▶ _Problèmes à résoudre_:
**A)** Répondez à ces questions d'après l'extrait sur Parallax :
(i) Entre quelles deux approches se situe l'entreprise méthodologique de Parallax ?
(ii) Selon Ellie Wyatt, qu'est-ce qu'il faut examiner de plus près, au lieu du monde ?
(iii) Quel nom l'extrait donne-t-il finalement à l'exercice de Parallax ?
**B)** Ces affirmations sont-elles conformes à l'extrait sur Parallax ? Répondez par oui ou par non, en citant les mots décisifs.
(i) Le livre contient des textes sur les images comme représentation.
(ii) La critique artistique de Parallax porte davantage sur notre complexe écranique que sur la signification des images.
(iii) L'auteur du texte rejette le désir d'investigation de nos méthodes.
**C)** Poursuivez l'extrait sur Parallax à partir de sa dernière phrase.

L’entreprise méthodologique de Parallax entre archéologie des médias et études visuelles – l’une reproche son imprudente tendance à oublier la matérialité et l’autre l’accuse de déterminisme technologique – distingue donc les problèmes historiques que posent la vision, des représentations et des artefacts visuels. Il n’y a pas dans ce livre des textes sur les images comme représentation, mais des textes sur les images comme expression technique – somme toute esthétique - d’une condition du voir ancrée dans des matérialités. D’ailleurs la seule critique artistique de Parallax a plus affaire à notre complexe écranique, qu’elle ne nous instruit sur la plasticité ou la signification des images qui y circulent.

Et, lorsqu’Ellie Wyatt nous persuade « d’examiner de plus près, non pas le monde, mais les méthodes et les outils que nous utilisons pour l'observer10 », je ne peux qu’affirmer aussi ce désir d’investigation de nos méthodes et exiger que cette archéologie du présent n’oublie pas l’importance du discours. Malgré tout, Parallax compile des discours à des œuvres et détaille des modes d’observations par des propositions proches des théories représentationnelles du savoir, de l’histoire de l’art et de la philosophie des techniques. Comment nous observons le monde, au-delà des instruments et des média, est aussi affaire de mutations historiques discursives et pour cela l’exercice de Parallax est finalement aussi, une technographie.

▶ _Aperçu des données_:
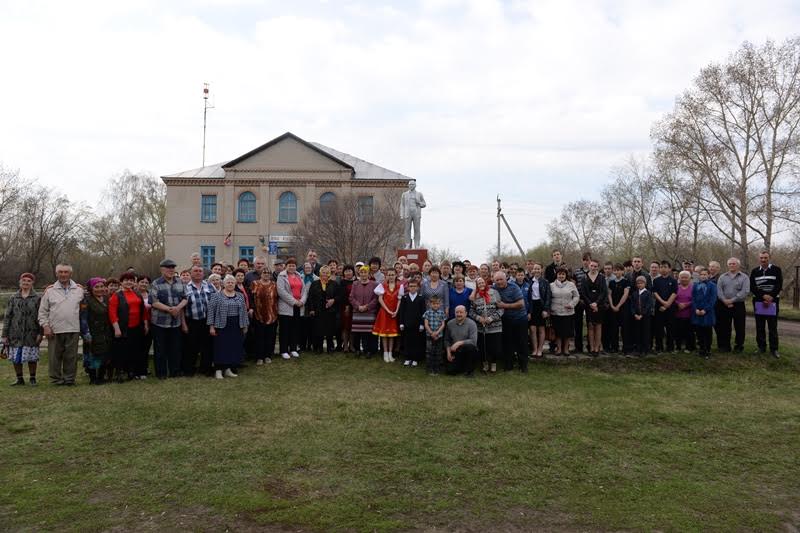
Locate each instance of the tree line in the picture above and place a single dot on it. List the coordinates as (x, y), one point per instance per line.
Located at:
* * *
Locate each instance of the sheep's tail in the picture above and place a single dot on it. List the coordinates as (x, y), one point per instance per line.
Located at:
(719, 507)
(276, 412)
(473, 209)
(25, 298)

▶ _Réponses fournies_:
**A)**
(i) Entre l'archéologie des médias et les études visuelles.
(ii) Les méthodes et les outils que nous utilisons pour l'observer.
(iii) Une technographie.

**B)**
(i) Non : « Il n’y a pas dans ce livre des textes sur les images comme représentation ».
(ii) Oui : « la seule critique artistique de Parallax a plus affaire à notre complexe écranique, qu’elle ne nous instruit sur la plasticité ou la signification des images qui y circulent ».
(iii) Non : « je ne peux qu’affirmer aussi ce désir d’investigation de nos méthodes ».

**C)**
3. Cliquez sur l’appât

Puisque Parallax fait du conspirationniste, le mauvais génie tutélaire du voir et savoir contemporain, il faut croire que les défaitistes d’un effondrement de la réalité ont dans une certaine mesure gagné une partie de la bataille informationnelle voir médiatique. En proclamant sans cesse sa disparition, ils ont fini par affirmer involontairement – ou peut-être à dessein ? – ce phénomène. Les partisans de l’irréalité contemporaine s’incriminent mutuellement d’être responsables de la prolifération alarmante des fake news, de souscrire à des théories complotistes et de désirer un régime post-vérité servant les intérêts de corporations privées et les idéologues qui œuvrent au crépuscule de notre ère.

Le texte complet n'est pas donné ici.